:: What to work on ::
Return exactly the span of lines that opens with the line containing "Each instance gets a single point. Label the wooden deck" and closes with the last line of the data, inclusive.

:: Records of labeled points ::
# # # #

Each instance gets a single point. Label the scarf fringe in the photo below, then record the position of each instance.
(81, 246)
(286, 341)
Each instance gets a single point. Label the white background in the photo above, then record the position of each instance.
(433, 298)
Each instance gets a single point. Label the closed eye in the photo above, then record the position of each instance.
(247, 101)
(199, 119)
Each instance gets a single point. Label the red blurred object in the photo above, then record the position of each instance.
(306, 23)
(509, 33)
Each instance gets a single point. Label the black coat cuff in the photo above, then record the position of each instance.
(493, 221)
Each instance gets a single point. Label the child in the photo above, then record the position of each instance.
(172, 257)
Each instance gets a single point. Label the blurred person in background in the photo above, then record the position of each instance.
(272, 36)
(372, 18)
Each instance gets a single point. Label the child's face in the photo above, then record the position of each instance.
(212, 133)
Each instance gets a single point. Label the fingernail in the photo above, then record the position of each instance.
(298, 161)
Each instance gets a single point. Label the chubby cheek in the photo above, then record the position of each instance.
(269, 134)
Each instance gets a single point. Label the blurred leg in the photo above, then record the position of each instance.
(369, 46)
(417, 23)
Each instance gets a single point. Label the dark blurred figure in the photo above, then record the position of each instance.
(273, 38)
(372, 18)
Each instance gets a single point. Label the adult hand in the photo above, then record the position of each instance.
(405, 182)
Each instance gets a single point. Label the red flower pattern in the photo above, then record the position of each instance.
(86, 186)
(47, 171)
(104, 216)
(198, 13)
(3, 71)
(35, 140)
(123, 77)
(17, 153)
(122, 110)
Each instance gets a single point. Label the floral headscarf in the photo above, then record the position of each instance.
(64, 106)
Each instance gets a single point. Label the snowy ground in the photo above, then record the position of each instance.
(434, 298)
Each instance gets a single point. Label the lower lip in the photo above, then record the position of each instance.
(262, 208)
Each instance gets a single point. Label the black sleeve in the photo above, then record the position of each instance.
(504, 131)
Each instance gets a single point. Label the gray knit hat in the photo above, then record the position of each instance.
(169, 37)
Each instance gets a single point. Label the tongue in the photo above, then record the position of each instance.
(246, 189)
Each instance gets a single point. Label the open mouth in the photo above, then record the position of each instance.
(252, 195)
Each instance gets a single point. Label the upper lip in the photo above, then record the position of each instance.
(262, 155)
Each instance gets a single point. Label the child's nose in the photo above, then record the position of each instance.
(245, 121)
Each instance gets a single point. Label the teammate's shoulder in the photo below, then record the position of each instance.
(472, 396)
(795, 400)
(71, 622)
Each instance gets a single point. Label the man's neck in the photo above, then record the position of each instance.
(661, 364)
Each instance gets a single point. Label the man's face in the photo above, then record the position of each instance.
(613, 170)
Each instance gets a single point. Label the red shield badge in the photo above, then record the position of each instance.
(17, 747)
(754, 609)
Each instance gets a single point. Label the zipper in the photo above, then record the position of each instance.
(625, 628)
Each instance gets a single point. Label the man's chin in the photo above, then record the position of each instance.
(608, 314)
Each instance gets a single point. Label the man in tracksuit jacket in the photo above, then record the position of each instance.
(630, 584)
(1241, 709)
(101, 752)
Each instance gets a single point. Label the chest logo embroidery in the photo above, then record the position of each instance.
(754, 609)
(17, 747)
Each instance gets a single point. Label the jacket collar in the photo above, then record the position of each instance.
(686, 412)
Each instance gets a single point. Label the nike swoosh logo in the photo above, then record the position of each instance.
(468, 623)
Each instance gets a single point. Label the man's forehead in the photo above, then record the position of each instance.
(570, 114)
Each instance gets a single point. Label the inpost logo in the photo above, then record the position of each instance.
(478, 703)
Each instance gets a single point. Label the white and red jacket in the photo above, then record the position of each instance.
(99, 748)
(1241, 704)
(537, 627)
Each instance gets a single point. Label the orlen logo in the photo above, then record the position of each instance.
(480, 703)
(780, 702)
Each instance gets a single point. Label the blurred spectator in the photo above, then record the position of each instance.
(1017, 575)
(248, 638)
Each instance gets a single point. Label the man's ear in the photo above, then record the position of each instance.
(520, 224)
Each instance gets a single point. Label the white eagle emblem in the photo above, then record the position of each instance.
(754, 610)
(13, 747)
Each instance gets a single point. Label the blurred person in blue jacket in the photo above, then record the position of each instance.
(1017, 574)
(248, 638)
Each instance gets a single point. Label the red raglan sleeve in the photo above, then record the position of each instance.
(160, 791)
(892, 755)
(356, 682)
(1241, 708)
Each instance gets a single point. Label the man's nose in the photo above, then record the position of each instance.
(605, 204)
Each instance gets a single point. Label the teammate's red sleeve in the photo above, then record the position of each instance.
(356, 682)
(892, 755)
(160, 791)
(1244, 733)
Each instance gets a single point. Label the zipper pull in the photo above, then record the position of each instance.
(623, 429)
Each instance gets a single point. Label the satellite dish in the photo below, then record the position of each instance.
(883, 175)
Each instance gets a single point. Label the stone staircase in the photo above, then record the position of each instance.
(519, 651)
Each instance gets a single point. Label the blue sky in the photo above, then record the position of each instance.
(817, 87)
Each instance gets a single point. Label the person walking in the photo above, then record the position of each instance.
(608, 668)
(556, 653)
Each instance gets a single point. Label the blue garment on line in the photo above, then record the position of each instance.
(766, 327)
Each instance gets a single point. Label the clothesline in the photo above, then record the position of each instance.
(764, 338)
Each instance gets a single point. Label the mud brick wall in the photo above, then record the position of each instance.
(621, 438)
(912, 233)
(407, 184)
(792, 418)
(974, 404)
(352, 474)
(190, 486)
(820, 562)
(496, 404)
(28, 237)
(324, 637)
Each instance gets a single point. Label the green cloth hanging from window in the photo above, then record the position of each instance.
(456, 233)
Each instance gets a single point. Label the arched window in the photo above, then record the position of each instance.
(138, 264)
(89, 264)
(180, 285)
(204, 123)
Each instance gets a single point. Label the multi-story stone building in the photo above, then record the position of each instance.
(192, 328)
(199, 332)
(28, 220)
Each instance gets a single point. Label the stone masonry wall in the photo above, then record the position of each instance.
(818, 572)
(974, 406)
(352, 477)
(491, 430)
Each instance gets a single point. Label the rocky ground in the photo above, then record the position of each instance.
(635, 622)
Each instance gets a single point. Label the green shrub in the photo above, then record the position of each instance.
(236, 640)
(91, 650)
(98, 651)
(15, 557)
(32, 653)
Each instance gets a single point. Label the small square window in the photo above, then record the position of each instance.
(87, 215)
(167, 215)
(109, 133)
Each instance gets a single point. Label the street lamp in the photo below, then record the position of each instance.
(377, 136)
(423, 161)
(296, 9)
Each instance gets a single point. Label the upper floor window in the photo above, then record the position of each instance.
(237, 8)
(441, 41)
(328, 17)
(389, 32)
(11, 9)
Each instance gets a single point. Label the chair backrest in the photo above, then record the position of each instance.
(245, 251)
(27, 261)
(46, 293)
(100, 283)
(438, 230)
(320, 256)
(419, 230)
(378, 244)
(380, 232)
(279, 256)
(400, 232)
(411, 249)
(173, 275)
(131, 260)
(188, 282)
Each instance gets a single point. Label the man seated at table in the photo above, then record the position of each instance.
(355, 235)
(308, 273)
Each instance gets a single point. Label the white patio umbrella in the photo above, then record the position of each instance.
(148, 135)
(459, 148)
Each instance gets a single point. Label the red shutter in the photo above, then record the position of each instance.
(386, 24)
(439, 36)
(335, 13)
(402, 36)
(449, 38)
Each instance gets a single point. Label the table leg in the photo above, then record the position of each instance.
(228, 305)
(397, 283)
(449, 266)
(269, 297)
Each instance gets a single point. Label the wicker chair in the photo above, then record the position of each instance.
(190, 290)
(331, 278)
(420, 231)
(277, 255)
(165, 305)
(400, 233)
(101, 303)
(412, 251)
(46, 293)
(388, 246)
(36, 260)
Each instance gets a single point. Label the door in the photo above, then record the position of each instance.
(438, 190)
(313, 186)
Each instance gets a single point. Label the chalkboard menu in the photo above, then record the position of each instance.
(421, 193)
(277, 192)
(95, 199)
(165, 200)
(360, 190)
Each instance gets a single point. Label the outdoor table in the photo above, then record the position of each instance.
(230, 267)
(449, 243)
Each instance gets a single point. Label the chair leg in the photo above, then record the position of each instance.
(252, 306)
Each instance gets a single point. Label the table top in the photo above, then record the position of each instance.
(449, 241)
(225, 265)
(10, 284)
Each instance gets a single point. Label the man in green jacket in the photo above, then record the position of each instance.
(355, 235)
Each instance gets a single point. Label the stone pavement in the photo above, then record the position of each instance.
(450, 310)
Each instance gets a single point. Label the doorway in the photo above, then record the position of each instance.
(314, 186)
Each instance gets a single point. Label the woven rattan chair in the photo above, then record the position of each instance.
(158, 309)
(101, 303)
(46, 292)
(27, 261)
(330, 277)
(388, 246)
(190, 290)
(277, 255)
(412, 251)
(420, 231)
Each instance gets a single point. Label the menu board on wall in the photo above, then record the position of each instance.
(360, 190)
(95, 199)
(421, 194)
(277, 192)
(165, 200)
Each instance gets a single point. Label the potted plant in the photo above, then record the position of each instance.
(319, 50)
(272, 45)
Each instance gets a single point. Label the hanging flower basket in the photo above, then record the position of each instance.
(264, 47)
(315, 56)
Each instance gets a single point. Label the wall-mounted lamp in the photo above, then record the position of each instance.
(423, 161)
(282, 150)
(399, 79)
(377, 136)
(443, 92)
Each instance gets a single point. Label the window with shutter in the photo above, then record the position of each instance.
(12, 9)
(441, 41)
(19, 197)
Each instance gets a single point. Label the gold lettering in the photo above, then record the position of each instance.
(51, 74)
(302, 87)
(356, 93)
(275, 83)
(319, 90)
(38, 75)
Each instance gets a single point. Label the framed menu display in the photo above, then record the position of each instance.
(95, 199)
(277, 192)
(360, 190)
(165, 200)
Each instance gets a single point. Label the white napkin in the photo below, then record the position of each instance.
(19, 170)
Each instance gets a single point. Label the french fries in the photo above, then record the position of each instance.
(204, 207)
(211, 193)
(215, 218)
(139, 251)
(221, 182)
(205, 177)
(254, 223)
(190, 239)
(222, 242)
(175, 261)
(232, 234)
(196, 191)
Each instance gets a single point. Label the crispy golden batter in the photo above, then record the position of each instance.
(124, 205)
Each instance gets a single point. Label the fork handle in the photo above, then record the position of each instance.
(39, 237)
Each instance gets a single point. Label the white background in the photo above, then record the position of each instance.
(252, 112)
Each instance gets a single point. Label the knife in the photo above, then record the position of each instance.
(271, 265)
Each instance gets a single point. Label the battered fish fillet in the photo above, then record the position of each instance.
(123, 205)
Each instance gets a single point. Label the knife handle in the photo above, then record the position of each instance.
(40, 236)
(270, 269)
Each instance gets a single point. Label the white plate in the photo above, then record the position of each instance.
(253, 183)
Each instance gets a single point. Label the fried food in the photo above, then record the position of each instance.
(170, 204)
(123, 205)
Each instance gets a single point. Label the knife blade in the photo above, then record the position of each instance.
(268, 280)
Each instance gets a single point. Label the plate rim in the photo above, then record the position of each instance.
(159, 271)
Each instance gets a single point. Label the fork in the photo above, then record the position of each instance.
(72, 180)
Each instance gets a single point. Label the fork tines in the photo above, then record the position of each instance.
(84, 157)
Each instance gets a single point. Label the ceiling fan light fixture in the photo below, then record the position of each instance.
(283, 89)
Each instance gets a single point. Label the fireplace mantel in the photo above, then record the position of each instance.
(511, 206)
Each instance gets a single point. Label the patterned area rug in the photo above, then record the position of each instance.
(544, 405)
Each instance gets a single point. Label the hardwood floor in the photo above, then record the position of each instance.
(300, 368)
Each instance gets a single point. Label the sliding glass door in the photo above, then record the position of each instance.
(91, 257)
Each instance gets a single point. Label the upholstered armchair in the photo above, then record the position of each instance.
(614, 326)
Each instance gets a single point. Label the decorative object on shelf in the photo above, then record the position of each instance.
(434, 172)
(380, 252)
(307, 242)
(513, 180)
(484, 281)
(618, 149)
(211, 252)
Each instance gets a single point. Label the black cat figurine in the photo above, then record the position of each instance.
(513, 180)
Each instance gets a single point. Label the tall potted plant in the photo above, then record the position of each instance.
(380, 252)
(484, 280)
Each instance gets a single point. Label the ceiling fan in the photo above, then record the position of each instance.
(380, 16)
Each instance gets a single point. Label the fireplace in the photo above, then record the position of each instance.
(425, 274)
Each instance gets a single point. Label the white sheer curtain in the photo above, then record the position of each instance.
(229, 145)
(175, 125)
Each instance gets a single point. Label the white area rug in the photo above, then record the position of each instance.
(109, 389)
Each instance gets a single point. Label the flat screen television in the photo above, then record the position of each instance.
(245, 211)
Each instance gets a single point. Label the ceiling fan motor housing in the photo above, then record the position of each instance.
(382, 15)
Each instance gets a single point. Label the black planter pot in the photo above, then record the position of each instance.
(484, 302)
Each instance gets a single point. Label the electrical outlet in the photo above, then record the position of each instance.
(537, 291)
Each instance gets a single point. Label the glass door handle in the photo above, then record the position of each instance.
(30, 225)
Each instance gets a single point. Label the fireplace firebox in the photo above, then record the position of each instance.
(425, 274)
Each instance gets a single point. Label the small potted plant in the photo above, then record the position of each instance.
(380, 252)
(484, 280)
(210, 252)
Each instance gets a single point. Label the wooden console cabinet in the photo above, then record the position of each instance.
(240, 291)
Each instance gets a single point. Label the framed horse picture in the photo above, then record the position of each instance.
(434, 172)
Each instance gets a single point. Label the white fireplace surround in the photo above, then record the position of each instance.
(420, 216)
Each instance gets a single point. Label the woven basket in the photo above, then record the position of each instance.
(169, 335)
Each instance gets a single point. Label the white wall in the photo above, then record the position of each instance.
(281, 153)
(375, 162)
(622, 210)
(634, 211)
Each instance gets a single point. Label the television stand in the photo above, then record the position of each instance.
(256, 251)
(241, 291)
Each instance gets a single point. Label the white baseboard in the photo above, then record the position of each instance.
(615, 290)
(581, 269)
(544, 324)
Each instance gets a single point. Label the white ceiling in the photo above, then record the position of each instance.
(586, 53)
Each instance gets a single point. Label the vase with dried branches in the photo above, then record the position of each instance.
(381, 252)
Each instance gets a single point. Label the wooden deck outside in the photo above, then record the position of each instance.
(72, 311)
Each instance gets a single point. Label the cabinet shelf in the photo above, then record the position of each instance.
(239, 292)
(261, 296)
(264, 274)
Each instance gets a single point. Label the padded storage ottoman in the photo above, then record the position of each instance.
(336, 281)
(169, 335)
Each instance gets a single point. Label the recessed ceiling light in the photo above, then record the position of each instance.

# # # #

:: Finished answer ::
Each instance gets a single point. Label the wooden deck outside in the photo above, then record the position of each instance.
(72, 311)
Each instance gets a single point. Label the cabinet shelf in the photo above, then record the position of each instance.
(239, 292)
(261, 296)
(264, 274)
Each instance gets a single point. Label the padded storage ottoman in the photo above, then record the position of each instance.
(336, 281)
(169, 335)
Each instance gets a single point. Label the recessed ceiling light in the photo above, then record the position of each instance.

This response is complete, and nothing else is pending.